◆ GIVEN INFORMATION
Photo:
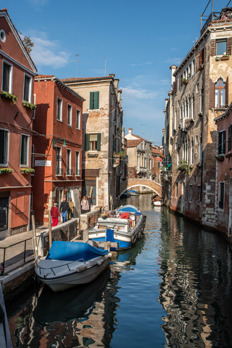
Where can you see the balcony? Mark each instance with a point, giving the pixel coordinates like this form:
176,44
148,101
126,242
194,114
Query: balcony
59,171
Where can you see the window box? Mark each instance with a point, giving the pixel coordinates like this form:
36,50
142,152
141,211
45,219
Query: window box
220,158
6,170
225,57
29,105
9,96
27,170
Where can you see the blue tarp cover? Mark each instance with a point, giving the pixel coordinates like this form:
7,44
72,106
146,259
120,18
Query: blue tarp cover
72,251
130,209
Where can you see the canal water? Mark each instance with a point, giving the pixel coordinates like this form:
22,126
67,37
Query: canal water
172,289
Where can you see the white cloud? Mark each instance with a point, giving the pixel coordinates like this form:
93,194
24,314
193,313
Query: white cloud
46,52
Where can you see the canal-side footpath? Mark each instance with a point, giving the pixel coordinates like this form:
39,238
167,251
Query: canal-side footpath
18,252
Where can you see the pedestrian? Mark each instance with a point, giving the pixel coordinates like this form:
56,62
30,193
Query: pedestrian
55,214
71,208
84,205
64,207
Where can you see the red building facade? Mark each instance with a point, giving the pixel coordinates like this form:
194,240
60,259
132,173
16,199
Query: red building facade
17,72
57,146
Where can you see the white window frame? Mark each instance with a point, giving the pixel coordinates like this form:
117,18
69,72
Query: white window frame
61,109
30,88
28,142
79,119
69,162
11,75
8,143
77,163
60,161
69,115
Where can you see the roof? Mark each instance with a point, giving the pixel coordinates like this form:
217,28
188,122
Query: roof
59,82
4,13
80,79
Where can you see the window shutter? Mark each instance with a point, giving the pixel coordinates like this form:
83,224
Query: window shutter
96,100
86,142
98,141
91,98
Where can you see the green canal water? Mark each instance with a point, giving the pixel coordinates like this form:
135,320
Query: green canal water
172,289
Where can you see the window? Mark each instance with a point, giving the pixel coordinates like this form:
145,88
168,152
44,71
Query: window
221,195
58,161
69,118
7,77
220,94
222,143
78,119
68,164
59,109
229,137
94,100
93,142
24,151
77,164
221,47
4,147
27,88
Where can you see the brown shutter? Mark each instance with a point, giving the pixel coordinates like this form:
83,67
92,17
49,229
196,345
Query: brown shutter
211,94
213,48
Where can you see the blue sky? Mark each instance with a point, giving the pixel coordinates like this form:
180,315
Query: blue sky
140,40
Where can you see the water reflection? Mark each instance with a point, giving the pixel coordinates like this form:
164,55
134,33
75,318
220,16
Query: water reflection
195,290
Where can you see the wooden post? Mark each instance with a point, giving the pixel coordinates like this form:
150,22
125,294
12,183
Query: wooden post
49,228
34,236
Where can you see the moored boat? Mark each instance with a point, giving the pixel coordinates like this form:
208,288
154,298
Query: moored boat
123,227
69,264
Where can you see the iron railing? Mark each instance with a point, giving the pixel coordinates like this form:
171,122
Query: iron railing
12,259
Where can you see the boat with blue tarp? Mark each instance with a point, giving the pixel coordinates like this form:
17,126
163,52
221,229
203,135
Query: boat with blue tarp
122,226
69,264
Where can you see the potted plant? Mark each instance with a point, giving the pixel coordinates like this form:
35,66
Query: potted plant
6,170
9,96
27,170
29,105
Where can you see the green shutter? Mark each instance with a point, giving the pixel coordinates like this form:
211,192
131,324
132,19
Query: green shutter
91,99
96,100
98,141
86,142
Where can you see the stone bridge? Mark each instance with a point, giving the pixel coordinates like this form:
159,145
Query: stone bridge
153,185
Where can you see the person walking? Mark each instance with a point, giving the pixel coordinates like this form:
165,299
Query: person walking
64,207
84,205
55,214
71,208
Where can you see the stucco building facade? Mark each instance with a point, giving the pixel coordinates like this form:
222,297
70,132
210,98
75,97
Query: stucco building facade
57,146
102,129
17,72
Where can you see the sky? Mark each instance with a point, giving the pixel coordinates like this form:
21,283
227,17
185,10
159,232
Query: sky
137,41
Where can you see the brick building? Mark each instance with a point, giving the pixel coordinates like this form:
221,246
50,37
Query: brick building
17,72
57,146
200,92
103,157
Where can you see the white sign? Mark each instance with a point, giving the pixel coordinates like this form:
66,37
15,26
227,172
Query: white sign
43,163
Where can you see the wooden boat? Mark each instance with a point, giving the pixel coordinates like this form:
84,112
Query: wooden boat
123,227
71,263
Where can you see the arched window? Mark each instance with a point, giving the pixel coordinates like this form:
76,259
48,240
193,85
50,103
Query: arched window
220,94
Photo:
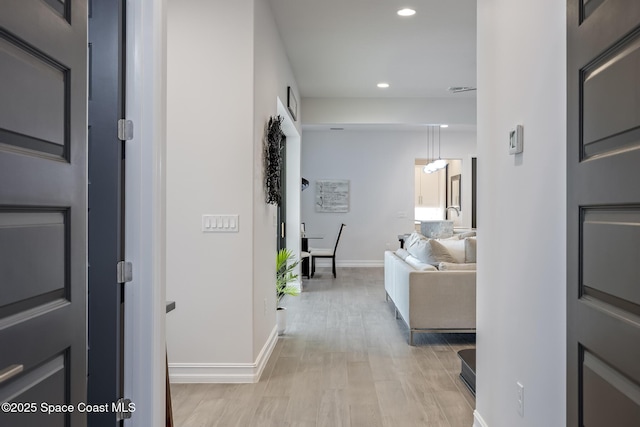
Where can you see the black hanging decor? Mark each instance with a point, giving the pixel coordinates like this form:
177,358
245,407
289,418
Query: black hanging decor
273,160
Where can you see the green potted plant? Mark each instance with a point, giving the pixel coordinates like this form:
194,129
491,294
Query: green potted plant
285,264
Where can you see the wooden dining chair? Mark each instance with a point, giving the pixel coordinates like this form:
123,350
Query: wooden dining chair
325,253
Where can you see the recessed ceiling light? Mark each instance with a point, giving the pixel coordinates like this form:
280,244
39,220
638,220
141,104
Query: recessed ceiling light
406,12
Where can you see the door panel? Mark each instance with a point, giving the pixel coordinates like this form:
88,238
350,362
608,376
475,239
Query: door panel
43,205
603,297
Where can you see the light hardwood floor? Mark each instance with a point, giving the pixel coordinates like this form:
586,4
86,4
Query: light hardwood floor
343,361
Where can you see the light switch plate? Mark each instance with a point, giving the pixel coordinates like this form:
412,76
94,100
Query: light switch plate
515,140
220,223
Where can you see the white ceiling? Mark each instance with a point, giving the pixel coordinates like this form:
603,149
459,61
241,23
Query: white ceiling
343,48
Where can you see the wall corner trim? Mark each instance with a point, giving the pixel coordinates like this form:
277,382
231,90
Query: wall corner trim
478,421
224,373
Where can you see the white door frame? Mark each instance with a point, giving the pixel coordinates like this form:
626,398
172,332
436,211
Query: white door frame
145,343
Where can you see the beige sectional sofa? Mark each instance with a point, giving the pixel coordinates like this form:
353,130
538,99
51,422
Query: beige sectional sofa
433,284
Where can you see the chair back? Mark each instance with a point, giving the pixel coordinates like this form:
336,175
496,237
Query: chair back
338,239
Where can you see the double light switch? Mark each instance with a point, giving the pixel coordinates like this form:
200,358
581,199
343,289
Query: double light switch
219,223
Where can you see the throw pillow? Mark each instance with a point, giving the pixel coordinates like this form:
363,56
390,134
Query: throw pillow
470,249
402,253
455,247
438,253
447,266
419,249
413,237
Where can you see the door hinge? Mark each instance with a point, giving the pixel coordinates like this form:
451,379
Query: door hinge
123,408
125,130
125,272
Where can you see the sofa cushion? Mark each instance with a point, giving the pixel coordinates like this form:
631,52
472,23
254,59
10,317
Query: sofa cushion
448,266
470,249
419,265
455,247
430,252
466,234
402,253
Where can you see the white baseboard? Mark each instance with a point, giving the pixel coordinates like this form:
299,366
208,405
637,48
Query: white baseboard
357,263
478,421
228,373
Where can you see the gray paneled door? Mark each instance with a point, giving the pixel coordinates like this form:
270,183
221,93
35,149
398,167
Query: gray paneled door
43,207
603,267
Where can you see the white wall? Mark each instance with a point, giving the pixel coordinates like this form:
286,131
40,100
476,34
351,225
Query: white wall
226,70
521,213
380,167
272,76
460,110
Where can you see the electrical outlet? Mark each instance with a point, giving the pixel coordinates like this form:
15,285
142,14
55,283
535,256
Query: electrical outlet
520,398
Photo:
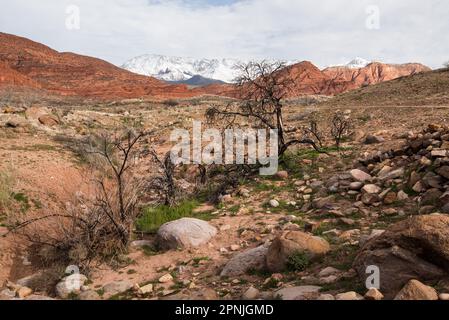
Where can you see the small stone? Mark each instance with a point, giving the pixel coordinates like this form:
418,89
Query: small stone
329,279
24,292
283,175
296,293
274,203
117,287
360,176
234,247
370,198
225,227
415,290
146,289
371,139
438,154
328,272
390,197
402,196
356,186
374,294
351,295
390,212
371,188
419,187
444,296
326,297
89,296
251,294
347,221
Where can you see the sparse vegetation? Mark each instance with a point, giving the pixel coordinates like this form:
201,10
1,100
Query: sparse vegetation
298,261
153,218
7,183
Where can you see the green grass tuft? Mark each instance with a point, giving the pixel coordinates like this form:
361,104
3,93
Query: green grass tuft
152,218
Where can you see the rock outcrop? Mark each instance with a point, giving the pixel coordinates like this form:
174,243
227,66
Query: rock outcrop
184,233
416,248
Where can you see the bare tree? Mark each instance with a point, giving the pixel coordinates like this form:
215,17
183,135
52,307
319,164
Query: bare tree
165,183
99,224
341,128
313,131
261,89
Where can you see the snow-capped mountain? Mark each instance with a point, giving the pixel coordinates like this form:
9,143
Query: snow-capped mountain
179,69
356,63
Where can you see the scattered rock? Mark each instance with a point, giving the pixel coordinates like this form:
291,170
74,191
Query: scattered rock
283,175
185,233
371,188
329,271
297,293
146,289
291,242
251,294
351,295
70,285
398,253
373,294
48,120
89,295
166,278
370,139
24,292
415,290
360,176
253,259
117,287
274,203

◆ EXERCISE OBJECTIVE
Please return exactly the lines that run from the line with "Where can you see the small" through the end of the records above, both included, and nothing more.

◆ FINAL ANSWER
Where can you see the small stone? Mark each instance with a point, giving the pixel coordinates like this form:
418,89
Query: small stone
329,279
24,292
283,175
296,293
274,203
117,287
360,176
234,247
370,198
225,227
415,290
146,289
371,139
438,154
328,272
390,197
402,196
356,186
374,294
351,295
390,212
371,188
419,187
444,296
326,297
89,296
251,294
347,221
Where can you see the sparse vegetation? Mark each instance with a point, giving the pixel coordinates like this form:
201,10
1,100
Query: sparse vegetation
298,261
153,218
7,183
Where can you see the green grass tuft? Mark each instance with a point, giving the pixel coordinates like this form:
361,104
3,93
Query: green grass tuft
152,218
Where can you see the rock outcrop? Mark each instance with a point, giving the pixel coordinates like this form:
174,243
227,66
Query: rock outcrop
184,233
416,248
Where can you see the bare tree? Mark each instance with a point, giving the pixel coordinates like this form:
215,17
183,135
52,307
319,164
Query: bare tree
165,183
99,224
341,128
313,131
261,89
Where can you see the snow-capped mountain? Mark each instance with a point, giving the pixel coordinates like this form:
9,143
Query: snow-capped mountain
179,69
356,63
Where can you see the scattered rock? Mark each instance with a point, giving the pixel coordinates like this form:
291,170
74,191
Query: scattered rock
283,175
185,233
371,188
329,271
297,293
146,289
291,242
251,294
351,295
70,285
398,253
373,294
48,120
89,295
166,278
370,139
24,292
415,290
360,176
253,259
117,287
274,203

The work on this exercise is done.